> _EXERCISE AIM_: Your response should consist solely of the lines from the one containing "every bridge abutment." through the final line of the entries, repeated exactly.

** THE DATA follows **

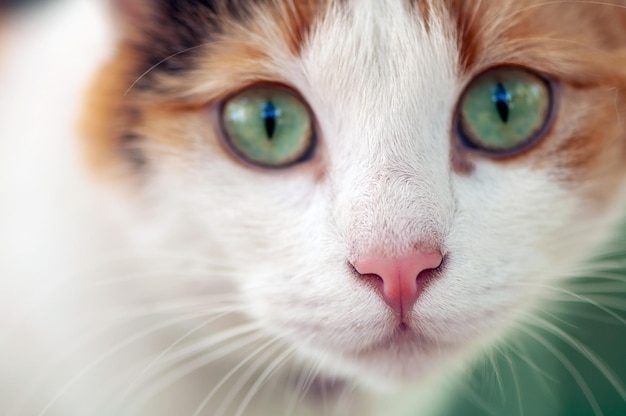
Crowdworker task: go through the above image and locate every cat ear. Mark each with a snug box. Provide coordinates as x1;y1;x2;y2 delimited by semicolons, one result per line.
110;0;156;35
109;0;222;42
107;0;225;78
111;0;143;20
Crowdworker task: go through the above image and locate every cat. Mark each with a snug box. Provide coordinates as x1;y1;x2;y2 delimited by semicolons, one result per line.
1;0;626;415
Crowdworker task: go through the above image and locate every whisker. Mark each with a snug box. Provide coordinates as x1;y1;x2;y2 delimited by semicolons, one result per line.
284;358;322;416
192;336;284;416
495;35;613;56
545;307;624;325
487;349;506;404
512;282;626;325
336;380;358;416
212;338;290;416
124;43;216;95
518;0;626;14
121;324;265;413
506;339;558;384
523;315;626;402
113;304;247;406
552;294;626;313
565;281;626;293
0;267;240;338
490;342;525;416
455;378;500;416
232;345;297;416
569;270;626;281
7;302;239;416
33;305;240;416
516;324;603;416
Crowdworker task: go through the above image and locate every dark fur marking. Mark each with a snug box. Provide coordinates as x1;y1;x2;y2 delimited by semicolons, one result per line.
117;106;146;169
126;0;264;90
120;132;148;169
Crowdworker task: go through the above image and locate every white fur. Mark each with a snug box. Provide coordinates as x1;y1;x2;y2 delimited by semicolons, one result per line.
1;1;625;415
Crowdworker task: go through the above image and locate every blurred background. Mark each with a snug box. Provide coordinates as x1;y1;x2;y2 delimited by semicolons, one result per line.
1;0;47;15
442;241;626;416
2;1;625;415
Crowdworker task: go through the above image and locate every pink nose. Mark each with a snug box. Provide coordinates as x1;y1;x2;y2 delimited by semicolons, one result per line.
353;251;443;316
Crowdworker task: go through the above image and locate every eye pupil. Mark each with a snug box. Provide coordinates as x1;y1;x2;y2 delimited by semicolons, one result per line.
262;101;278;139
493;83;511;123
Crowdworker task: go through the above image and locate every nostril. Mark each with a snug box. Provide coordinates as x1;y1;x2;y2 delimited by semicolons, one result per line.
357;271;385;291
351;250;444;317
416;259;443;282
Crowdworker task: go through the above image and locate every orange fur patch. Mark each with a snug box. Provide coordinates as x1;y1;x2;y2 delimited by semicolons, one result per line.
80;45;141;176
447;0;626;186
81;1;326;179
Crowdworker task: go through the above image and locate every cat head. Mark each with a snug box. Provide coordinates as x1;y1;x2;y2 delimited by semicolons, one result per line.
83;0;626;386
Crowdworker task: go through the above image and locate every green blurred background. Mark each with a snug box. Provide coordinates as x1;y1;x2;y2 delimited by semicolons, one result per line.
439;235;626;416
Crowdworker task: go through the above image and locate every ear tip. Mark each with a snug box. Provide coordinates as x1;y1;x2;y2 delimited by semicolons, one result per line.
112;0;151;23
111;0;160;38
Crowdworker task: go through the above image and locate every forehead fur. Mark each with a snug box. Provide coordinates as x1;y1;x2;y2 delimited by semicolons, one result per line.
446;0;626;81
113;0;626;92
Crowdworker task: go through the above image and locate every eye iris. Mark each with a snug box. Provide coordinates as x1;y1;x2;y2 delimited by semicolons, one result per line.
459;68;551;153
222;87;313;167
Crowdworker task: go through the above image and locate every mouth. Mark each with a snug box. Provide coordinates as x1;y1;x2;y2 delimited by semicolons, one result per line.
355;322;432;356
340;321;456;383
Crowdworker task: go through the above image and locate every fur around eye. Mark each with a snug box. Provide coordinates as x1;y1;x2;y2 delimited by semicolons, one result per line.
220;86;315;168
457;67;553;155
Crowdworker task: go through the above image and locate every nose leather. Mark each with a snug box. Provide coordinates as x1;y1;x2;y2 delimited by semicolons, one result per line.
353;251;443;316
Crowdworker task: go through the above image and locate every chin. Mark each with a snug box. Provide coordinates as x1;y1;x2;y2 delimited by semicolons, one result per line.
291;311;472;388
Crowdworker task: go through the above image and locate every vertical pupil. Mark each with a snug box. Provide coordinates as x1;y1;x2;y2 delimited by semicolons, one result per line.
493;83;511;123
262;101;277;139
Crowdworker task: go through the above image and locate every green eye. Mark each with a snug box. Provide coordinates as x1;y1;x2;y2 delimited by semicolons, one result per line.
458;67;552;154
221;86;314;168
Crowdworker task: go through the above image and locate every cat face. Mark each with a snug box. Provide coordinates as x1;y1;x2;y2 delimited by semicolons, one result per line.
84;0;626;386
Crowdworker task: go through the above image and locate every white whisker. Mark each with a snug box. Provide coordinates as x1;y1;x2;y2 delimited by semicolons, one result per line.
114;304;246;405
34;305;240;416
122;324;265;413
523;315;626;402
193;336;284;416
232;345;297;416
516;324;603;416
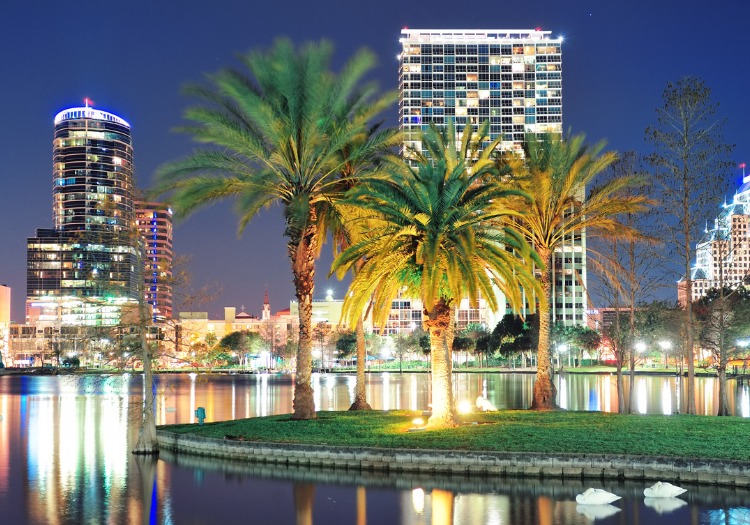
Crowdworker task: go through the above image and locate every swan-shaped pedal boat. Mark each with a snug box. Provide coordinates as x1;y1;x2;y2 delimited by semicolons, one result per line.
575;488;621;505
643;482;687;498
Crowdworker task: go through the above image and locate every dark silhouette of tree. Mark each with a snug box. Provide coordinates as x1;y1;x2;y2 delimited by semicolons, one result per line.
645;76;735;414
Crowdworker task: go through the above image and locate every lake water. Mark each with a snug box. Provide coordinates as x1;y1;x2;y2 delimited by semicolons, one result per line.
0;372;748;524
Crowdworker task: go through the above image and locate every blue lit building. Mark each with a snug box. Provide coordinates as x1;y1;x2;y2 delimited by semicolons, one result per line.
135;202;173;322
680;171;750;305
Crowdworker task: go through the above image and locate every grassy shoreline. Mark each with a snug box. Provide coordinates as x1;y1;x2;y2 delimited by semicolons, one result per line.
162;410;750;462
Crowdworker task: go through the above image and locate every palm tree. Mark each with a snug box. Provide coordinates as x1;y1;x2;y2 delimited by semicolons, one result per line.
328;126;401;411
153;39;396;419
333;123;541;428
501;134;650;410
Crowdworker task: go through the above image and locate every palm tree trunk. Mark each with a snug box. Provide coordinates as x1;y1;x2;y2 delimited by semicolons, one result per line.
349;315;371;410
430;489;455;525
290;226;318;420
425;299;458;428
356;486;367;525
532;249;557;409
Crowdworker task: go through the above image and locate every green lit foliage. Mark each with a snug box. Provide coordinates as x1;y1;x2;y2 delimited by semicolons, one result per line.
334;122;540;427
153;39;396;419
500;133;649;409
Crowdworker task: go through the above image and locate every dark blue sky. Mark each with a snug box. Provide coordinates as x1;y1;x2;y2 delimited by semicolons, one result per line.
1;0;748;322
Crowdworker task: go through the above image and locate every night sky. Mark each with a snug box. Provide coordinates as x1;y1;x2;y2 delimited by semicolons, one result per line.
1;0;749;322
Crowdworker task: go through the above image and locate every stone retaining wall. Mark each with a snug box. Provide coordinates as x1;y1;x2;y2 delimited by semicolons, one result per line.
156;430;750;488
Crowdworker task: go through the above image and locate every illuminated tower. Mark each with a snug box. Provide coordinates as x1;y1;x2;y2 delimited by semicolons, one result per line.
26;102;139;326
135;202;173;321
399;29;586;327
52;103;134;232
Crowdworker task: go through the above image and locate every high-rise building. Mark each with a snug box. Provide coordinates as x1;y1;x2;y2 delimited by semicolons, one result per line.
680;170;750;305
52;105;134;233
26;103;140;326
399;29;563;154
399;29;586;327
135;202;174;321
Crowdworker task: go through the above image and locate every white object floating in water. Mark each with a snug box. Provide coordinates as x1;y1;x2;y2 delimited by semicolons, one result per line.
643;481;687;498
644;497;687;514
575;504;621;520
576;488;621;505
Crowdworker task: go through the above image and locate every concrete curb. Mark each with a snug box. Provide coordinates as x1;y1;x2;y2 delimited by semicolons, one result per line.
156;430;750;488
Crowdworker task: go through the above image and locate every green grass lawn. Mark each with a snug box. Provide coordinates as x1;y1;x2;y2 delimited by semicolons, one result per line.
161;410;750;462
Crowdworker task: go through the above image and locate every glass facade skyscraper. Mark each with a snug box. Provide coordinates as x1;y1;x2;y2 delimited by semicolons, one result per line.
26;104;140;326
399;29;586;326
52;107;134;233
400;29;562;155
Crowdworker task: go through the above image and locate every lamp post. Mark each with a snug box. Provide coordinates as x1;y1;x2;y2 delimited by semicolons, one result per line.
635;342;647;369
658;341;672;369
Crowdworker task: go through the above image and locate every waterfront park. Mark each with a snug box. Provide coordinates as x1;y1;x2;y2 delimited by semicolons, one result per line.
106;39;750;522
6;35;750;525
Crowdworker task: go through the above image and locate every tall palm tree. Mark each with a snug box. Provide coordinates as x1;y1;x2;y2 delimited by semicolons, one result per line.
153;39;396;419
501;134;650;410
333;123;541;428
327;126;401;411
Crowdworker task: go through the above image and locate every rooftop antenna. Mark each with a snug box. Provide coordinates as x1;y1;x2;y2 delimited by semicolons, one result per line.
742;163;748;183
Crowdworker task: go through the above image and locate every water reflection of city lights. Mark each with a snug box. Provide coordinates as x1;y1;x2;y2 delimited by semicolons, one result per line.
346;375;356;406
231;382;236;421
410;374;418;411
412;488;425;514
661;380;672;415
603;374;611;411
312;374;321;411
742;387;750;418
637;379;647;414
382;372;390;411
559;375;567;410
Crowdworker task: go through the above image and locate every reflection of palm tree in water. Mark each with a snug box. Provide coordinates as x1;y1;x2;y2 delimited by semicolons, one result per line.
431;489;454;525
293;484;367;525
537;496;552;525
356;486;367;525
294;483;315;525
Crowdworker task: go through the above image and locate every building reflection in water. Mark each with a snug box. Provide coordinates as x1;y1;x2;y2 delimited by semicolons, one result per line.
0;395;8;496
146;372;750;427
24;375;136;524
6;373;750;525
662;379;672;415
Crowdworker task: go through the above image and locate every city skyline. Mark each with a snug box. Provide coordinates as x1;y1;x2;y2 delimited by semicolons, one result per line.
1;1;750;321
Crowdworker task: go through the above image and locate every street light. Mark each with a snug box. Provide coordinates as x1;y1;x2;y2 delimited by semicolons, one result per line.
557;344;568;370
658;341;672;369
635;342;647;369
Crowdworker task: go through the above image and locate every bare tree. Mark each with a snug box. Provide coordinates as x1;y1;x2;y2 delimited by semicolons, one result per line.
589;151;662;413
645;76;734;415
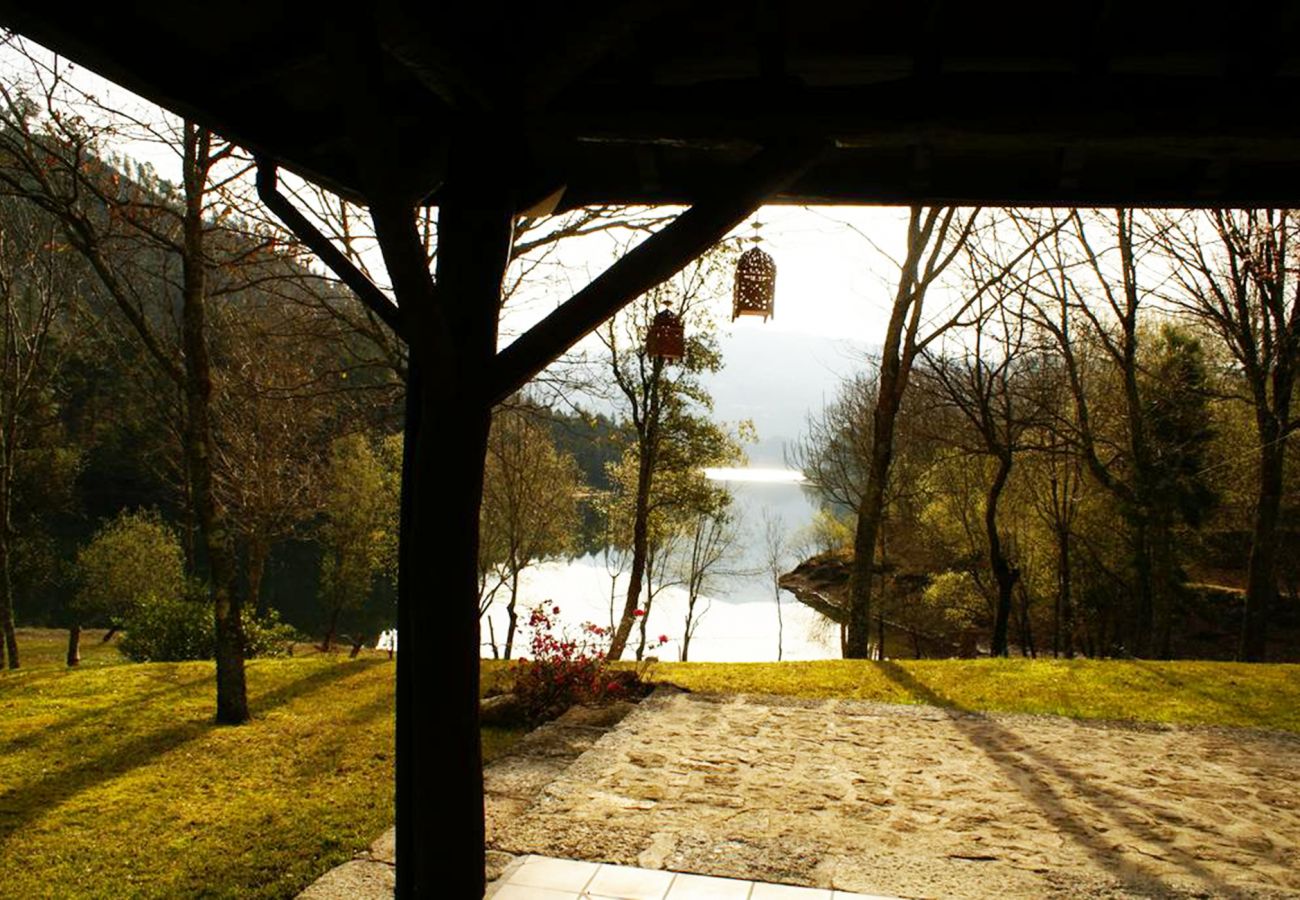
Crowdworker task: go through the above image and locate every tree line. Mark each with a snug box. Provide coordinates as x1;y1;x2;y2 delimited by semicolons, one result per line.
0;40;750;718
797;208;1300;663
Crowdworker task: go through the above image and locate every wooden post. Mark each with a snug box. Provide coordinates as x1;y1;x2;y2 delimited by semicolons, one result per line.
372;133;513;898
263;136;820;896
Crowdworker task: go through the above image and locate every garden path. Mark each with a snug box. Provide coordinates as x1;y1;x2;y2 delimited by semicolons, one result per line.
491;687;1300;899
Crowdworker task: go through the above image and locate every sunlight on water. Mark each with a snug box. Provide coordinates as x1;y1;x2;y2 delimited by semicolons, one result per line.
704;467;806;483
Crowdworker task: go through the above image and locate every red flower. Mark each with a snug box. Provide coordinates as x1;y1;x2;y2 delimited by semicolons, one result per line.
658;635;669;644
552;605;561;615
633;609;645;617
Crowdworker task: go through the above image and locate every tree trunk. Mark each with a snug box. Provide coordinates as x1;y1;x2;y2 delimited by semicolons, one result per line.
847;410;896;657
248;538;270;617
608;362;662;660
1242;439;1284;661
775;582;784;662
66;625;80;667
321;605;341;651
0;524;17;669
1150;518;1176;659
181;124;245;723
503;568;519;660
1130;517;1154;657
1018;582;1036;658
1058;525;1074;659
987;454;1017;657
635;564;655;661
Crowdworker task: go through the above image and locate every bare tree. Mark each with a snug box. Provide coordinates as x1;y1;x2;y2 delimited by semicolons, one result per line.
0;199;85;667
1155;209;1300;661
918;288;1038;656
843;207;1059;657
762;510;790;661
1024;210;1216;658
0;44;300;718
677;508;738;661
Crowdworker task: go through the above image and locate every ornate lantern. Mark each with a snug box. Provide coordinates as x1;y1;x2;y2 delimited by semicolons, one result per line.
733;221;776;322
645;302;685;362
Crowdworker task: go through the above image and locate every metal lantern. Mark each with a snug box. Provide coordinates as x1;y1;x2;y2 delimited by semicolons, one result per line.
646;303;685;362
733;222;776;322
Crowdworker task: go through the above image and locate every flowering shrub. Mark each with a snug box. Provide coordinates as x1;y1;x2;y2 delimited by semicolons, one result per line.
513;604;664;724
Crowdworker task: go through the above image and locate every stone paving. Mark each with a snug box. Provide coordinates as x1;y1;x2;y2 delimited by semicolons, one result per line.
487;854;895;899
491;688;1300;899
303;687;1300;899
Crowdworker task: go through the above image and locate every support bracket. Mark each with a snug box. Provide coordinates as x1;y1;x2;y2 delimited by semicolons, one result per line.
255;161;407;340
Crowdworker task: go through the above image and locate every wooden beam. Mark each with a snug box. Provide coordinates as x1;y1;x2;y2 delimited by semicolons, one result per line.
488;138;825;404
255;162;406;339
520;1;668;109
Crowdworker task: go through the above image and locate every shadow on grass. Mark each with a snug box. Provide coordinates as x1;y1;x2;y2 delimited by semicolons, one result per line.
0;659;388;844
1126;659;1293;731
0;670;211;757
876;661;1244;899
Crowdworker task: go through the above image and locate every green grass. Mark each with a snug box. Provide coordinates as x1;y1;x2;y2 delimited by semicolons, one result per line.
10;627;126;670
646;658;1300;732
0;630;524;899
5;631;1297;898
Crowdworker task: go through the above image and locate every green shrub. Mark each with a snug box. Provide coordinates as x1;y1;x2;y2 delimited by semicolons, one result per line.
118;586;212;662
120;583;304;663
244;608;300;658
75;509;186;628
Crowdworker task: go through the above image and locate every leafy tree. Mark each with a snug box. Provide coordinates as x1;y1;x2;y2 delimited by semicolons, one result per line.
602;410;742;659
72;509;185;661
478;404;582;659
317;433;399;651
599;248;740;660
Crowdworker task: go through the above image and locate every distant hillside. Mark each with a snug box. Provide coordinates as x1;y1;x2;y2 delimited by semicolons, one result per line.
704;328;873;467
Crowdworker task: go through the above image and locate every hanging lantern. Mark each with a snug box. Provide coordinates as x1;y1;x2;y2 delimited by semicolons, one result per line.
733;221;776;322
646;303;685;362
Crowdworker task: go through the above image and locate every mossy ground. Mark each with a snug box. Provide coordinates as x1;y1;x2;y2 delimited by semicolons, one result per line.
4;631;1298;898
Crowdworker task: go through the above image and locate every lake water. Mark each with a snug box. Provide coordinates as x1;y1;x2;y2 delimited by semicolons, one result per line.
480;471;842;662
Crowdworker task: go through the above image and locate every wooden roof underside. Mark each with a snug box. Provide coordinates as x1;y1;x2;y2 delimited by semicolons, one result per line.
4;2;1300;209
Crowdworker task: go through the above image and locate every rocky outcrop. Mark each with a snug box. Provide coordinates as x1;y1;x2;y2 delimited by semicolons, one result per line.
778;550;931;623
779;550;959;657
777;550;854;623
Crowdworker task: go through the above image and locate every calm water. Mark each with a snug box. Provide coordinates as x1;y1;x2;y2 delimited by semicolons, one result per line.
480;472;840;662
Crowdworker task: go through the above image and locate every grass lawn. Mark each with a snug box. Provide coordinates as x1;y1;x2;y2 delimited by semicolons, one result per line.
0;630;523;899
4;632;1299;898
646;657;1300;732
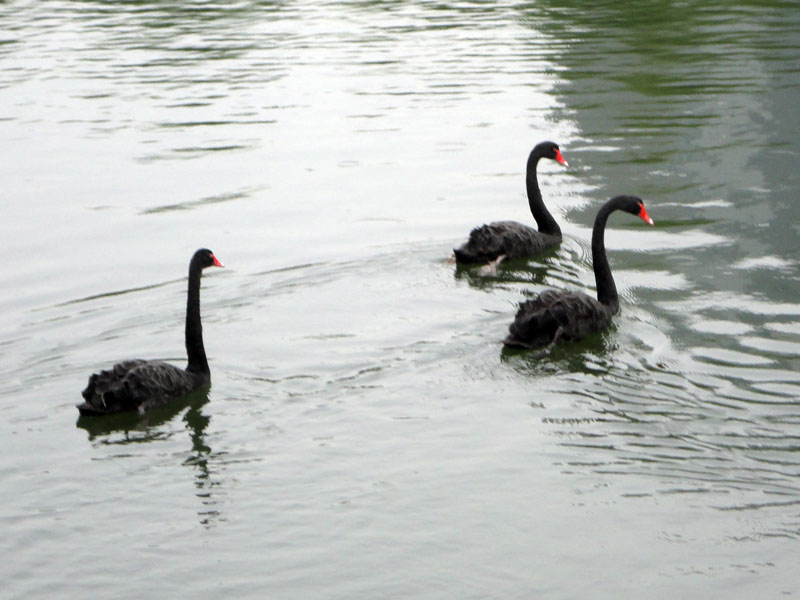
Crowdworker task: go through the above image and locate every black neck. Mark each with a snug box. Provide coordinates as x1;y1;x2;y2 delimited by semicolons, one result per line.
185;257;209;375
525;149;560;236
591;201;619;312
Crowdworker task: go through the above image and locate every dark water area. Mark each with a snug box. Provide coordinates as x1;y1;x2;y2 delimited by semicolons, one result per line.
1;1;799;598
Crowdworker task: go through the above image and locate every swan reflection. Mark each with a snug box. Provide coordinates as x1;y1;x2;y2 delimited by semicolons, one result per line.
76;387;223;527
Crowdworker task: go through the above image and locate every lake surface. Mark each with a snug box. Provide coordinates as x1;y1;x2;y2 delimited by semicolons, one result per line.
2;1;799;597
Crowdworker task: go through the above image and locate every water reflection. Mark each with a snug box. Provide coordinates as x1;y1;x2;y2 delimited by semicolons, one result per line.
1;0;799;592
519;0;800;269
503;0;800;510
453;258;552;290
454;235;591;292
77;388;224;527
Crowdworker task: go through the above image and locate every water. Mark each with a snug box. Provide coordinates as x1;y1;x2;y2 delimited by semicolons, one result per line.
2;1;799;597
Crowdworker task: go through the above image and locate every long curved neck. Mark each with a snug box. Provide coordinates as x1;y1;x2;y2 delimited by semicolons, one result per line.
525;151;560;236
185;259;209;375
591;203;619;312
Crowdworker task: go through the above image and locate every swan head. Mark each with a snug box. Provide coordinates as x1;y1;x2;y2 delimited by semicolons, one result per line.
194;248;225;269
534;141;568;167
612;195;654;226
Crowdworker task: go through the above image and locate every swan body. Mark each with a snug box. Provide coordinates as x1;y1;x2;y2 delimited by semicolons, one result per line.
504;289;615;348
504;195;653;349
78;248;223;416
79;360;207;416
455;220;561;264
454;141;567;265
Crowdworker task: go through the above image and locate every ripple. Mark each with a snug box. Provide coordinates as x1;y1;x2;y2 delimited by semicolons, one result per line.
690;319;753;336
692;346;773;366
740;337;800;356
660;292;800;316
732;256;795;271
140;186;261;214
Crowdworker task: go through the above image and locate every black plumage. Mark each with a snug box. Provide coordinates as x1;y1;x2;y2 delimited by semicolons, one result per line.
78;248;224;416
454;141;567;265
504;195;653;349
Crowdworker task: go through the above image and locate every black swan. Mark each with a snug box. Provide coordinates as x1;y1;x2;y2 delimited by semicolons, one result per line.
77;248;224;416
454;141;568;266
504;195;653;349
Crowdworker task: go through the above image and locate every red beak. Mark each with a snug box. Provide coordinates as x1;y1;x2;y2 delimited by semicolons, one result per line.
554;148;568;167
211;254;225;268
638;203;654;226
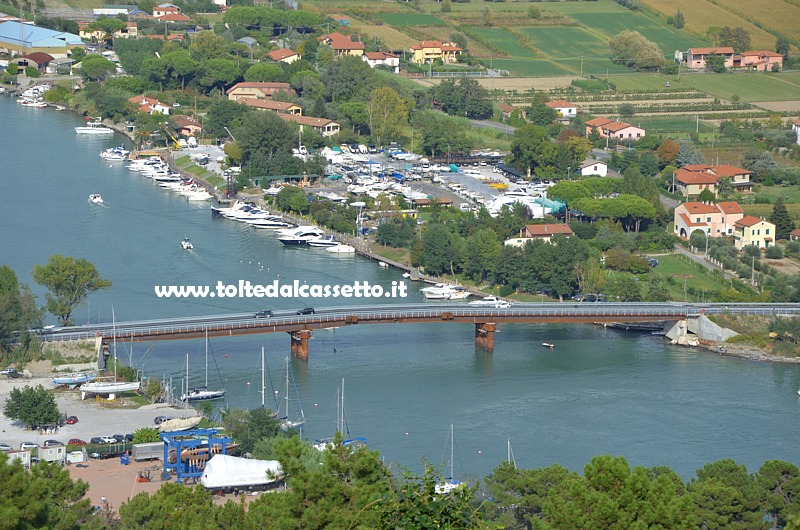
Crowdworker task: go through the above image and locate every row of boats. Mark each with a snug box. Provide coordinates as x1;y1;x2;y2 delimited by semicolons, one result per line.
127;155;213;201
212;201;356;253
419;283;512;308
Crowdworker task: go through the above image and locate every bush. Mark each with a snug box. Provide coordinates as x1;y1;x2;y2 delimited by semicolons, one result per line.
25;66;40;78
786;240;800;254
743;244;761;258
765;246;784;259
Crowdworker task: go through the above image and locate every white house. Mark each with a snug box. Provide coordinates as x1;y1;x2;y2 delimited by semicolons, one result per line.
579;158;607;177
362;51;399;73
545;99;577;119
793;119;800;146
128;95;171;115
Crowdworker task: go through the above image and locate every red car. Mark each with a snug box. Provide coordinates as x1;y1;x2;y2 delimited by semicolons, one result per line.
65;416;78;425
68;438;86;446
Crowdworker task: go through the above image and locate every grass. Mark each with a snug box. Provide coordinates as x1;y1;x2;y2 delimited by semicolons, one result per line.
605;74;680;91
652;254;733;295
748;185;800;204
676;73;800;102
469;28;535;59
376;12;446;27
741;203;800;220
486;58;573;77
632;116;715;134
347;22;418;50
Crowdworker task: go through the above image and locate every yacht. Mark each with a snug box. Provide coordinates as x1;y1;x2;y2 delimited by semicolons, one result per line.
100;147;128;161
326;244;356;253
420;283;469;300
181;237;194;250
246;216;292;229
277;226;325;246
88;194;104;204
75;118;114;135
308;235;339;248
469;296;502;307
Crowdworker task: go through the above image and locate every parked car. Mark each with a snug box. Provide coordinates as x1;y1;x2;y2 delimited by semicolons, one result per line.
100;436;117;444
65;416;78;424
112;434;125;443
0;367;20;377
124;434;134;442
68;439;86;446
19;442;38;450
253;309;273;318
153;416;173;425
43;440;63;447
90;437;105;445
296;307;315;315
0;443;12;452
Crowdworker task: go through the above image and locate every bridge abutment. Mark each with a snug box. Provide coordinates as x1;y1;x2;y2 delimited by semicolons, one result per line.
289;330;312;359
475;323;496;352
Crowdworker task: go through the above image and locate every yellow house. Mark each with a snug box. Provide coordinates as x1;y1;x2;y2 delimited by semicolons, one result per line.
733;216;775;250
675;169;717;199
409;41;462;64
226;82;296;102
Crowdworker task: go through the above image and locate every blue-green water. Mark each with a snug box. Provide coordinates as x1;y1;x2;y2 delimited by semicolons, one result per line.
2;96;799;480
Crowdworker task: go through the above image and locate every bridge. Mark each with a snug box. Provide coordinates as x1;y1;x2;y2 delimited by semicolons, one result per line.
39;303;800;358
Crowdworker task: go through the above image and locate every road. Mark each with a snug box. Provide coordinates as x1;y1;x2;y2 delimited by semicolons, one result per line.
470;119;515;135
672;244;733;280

** End of THE DATA **

> _ANSWER TO THE PROBLEM_:
Crowdworker task: go through the above image and locate every bridge abutment. Mark each with a snug box. Provide coordinates as x1;y1;x2;y2 delimited by semicolons, one result per line.
289;330;312;359
475;323;496;352
Crowdworker task: go through the above image and locate every yellow house. Mark each with a snug box. Provide coordinates as x1;y1;x2;y2 delimited by semicolons, one result per line.
733;216;775;250
675;169;717;199
409;41;462;64
226;82;296;102
Crowdworker task: go through the above image and locate every blue-green water. Mark each with a snug box. Provide coordinates as x1;y1;x2;y2 delimited by semicolons, one result per line.
2;96;799;480
Crowdworker task: go through the above image and locate every bridge. Mark each with a snug box. Provide coordinates as x1;y1;x2;y2 delimited by semicolons, one result per line.
39;303;800;358
Crowdworker task: go through the above image and locate every road. Mark each with a snug box. Provide coordinates as x1;y1;x2;y2 delimited by semicolons, one result per line.
470;119;515;135
672;244;733;280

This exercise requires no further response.